- **Task statement**: Could you transcribe every line of the records below word for word, leaving the pictures out?

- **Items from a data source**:
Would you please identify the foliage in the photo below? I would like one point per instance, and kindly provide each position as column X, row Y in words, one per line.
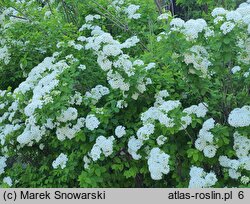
column 113, row 95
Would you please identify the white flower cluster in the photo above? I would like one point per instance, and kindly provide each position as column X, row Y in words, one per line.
column 2, row 164
column 4, row 55
column 104, row 46
column 205, row 141
column 89, row 18
column 239, row 117
column 76, row 99
column 160, row 112
column 190, row 29
column 163, row 16
column 158, row 163
column 61, row 161
column 133, row 146
column 121, row 104
column 198, row 56
column 120, row 131
column 131, row 11
column 227, row 27
column 92, row 122
column 68, row 115
column 235, row 69
column 161, row 140
column 242, row 148
column 200, row 179
column 8, row 181
column 97, row 93
column 103, row 145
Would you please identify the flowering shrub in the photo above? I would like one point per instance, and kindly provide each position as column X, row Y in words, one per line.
column 167, row 106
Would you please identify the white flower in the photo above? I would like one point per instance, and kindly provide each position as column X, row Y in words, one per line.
column 120, row 131
column 61, row 161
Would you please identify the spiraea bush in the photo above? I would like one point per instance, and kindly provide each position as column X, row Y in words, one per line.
column 129, row 98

- **Answer**:
Would you please identify the foliage in the photo below? I would like one point per instance, and kindly provide each position as column X, row Y in words, one per line.
column 113, row 95
Would you please identify the white flower cluster in the photo above? I would like one point per instance, and kindly provide each position as column X, row Y in words, one per line.
column 2, row 164
column 4, row 55
column 104, row 46
column 205, row 141
column 89, row 18
column 239, row 117
column 76, row 99
column 160, row 112
column 190, row 29
column 163, row 16
column 158, row 163
column 61, row 161
column 133, row 146
column 121, row 104
column 198, row 56
column 120, row 131
column 131, row 11
column 227, row 27
column 92, row 122
column 68, row 115
column 235, row 69
column 161, row 140
column 242, row 148
column 200, row 179
column 8, row 181
column 97, row 93
column 103, row 145
Would you please identify the flowering shrub in the photo above? I would like one point per instance, and kindly provide each position as column X, row Y in words, one per line.
column 167, row 106
Would you please identify the white flower in the photo above? I would like one point per instance, and kindly provide each position as column X, row Y in words, one per line.
column 120, row 131
column 61, row 161
Would you please identify the spiraea bush in the photo above? I would like one point per instance, and kindly provide each position as column X, row Y in words, one per line.
column 129, row 98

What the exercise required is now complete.